[抽出テキスト]
* * * * * * * * *

飛騨料理の代表格といえば、飛騨牛。高山市内のレストランや飛騨の温泉宿では、必ず顔を出す料理でもある。サシ(霜降り)は高級和牛の象徴といわれているが、最近年を取ったせいか、このサシを油っぽく感じ、とても苦手になった。
せっかく地元に来たのだから、飛騨牛を食べようといろいろ食べてみたが、確かに美味しい。けれど、たくさんは食べられない。豪州牛のような赤身一色の肉なら200グラムくらいはぺロッと平らげるものの、このサシが美しく入った和牛は、せいぜい100グラム弱しか食べられない。
ソースは一切使わず、岩塩と胡椒を少しつけて、いただく。
川魚の刺身。これは、川の水が綺麗なところでしか食べられない。大鱒や鯉など、中国では絶対に無理だという川魚料理が運ばれてくると、思わず感心・・・
骨酒(こつざけ)。塩を振って、火にかけて炙った魚をそのまま燗酒に浸して、いただく。使うのは岩魚(イワナ)。基本的にヒレ酒のような存在だが、魚一本丸ごと使うので、大きな器に盛られ、お酒も2~3合が入り、ワイルド感たっぷり、大変豪快だ。

* * * * * * * * *

データレコード
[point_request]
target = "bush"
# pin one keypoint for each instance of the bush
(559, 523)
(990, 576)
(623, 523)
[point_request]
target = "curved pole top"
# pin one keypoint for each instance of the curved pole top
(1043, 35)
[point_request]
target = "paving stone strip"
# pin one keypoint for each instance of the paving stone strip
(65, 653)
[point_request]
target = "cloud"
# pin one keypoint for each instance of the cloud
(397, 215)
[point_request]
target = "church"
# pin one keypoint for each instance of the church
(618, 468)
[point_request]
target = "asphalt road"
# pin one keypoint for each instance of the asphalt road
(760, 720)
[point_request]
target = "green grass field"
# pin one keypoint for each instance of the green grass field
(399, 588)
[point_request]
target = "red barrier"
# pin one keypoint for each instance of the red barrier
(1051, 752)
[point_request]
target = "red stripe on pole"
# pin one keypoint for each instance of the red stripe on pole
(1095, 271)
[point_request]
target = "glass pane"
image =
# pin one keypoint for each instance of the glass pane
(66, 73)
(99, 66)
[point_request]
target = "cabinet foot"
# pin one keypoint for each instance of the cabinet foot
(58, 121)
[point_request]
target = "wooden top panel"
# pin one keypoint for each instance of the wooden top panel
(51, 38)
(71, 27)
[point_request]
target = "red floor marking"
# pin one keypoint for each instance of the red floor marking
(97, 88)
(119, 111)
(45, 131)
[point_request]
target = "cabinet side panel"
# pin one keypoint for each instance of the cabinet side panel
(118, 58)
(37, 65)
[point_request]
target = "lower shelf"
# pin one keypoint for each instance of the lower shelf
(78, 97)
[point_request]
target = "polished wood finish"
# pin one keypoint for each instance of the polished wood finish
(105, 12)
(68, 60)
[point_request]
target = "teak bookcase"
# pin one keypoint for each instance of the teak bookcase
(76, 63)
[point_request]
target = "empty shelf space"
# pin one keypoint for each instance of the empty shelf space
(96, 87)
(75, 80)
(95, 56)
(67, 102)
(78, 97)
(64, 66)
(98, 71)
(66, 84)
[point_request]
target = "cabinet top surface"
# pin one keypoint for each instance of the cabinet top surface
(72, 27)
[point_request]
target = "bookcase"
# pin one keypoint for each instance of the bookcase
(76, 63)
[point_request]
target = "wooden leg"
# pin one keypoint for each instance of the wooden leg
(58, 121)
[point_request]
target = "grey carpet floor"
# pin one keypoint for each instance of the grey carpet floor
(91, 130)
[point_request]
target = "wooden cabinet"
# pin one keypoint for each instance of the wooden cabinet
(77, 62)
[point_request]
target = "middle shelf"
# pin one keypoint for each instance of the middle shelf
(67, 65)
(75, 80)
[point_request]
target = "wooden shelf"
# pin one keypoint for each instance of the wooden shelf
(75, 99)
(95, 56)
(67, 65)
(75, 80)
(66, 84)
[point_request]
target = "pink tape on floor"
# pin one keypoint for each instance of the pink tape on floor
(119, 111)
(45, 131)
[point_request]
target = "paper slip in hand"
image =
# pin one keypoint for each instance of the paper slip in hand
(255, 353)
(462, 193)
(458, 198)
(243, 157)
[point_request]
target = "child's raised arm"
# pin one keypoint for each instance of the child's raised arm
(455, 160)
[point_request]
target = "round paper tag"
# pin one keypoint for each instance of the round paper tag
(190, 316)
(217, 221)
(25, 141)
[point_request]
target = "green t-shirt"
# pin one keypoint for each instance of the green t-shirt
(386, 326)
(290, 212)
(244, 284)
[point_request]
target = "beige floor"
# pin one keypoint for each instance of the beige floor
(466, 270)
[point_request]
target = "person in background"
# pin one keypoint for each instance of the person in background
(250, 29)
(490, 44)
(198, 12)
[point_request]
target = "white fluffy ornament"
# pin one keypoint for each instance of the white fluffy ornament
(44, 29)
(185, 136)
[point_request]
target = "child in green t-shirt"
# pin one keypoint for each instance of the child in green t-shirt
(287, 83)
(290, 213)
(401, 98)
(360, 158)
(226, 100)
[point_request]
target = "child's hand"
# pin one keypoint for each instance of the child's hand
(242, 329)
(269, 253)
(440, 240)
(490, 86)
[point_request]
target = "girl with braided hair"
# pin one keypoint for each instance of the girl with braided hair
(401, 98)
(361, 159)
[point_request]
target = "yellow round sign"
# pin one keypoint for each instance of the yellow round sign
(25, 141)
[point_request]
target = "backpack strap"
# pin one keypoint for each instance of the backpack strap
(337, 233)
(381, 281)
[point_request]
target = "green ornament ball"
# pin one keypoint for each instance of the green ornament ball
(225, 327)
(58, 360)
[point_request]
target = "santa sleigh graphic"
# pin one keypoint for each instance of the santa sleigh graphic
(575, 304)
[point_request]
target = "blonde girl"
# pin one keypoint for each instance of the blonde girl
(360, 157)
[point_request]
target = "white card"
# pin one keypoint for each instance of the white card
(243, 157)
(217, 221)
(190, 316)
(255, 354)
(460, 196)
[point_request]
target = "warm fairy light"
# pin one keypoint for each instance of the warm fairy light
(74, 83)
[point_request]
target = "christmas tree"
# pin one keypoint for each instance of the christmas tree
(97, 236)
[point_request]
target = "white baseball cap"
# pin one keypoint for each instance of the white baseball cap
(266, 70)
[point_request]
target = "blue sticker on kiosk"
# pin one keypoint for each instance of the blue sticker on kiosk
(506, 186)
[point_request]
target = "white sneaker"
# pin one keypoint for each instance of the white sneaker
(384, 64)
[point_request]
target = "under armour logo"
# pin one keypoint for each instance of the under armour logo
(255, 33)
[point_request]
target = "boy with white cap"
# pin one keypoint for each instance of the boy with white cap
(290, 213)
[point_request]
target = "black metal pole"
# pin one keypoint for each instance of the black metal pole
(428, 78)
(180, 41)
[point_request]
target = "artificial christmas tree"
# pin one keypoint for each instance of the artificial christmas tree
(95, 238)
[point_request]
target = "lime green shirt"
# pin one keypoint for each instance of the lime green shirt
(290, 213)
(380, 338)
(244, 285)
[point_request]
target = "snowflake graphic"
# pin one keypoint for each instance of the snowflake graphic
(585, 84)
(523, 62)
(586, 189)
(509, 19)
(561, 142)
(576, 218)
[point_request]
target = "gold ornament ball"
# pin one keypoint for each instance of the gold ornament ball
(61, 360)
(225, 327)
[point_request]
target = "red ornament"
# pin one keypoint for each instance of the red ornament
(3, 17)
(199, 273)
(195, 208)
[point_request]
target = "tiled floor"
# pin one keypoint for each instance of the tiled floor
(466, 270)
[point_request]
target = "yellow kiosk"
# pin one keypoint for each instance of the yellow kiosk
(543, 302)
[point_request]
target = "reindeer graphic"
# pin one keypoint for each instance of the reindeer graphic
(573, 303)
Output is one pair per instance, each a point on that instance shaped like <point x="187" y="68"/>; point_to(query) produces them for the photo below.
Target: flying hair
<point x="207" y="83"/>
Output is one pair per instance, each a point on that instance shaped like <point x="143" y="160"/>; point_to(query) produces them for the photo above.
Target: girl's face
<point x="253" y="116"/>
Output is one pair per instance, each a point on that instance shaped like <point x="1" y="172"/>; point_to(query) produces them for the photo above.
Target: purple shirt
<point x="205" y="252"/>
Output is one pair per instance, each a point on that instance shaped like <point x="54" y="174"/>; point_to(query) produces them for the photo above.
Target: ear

* * * * * * * * *

上の抽出テキストについて、次の(a)~(c)の各記述が本文と一致するかを「はい」か「いいえ」で答え、判断の決め手となる本文の語句を正確に引用してください。
(a) 筆者は最近、飛騨牛のサシを油っぽく感じて苦手になった。
(b) 飛騨牛はソースをかけて食べる。
(c) 骨酒には鯉が使われる。

(a) はい:「このサシを油っぽく感じ、とても苦手になった」
(b) いいえ:「ソースは一切使わず、岩塩と胡椒を少しつけて、いただく」
(c) いいえ:「使うのは岩魚(イワナ)」